[Start of section]

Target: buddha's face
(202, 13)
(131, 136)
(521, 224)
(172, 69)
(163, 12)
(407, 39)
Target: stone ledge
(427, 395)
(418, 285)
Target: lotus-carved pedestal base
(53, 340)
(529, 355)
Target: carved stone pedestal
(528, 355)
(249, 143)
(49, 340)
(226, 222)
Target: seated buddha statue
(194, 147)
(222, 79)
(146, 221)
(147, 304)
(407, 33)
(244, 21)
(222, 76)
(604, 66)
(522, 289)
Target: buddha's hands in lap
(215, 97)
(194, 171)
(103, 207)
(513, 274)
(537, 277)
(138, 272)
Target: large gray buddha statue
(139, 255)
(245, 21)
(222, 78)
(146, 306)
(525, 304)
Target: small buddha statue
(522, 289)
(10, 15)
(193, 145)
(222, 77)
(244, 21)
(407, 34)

[End of section]
[Start of section]

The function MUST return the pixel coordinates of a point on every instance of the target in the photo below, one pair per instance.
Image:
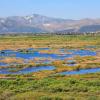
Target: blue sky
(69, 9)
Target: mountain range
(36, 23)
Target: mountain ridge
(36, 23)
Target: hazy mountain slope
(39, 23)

[End of section]
[Start of section]

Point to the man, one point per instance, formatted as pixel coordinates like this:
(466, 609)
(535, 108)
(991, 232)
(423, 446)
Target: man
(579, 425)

[End of section]

In the data above, count the lines where the word "instance" appears; reply with the number only.

▸ **TASK RESULT**
2